>>>
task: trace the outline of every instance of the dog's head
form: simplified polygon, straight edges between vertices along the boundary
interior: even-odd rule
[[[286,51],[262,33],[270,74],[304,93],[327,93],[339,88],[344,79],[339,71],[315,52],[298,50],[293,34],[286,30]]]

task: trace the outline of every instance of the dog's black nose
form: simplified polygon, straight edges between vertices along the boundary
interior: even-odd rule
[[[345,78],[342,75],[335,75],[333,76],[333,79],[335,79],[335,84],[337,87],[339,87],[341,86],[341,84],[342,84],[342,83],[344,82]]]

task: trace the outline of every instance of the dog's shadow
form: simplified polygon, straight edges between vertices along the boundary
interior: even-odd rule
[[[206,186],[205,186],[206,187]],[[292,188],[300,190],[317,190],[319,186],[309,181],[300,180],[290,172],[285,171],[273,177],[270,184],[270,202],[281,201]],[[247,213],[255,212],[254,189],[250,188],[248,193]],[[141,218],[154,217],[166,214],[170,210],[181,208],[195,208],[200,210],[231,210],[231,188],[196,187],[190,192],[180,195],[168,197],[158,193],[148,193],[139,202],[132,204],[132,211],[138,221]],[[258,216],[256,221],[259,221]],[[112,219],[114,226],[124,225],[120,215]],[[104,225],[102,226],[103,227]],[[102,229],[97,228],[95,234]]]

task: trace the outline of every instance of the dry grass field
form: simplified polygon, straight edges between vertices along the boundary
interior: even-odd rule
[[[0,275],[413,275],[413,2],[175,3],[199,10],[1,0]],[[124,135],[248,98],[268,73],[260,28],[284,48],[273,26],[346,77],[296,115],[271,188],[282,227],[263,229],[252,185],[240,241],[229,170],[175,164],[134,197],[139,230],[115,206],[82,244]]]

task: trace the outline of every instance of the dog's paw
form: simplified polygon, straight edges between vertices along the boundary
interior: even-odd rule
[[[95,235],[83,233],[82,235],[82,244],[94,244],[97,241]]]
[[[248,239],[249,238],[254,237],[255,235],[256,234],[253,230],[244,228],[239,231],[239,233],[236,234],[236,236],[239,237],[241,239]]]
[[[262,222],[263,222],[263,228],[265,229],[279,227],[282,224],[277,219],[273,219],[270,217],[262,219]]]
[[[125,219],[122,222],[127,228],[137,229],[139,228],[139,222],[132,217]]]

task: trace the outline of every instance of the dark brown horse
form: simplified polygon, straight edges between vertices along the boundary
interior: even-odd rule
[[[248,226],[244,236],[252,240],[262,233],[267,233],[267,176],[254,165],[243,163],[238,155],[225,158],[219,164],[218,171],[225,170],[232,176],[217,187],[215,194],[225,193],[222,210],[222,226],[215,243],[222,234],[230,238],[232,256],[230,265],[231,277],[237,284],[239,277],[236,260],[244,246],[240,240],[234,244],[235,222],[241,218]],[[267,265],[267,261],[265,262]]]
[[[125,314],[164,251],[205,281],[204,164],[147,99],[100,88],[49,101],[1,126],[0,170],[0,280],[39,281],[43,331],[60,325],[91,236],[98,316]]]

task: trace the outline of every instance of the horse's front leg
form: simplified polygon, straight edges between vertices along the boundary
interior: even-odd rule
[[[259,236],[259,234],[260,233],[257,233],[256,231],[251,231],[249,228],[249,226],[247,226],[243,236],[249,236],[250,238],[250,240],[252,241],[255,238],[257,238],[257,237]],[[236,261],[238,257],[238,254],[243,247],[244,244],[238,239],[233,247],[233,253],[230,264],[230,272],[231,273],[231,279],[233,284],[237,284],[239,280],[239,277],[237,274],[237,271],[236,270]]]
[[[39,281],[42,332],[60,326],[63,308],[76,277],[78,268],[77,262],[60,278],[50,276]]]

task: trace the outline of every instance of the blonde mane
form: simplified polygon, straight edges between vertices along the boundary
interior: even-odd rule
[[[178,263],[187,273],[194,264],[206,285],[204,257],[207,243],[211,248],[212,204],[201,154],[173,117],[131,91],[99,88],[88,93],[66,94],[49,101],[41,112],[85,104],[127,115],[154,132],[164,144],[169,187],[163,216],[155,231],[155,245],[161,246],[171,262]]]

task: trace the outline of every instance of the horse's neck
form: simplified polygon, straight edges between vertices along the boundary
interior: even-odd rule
<<<
Set problem: Copy out, word for word, the lines from the one containing "task: trace the outline of every instance of the horse's neck" through the last line, inclusive.

Solution for this exercise:
task: trace the outline of every instance of the horse's neck
form: simplified polygon, straight edges between vertices along the boundary
interior: even-odd rule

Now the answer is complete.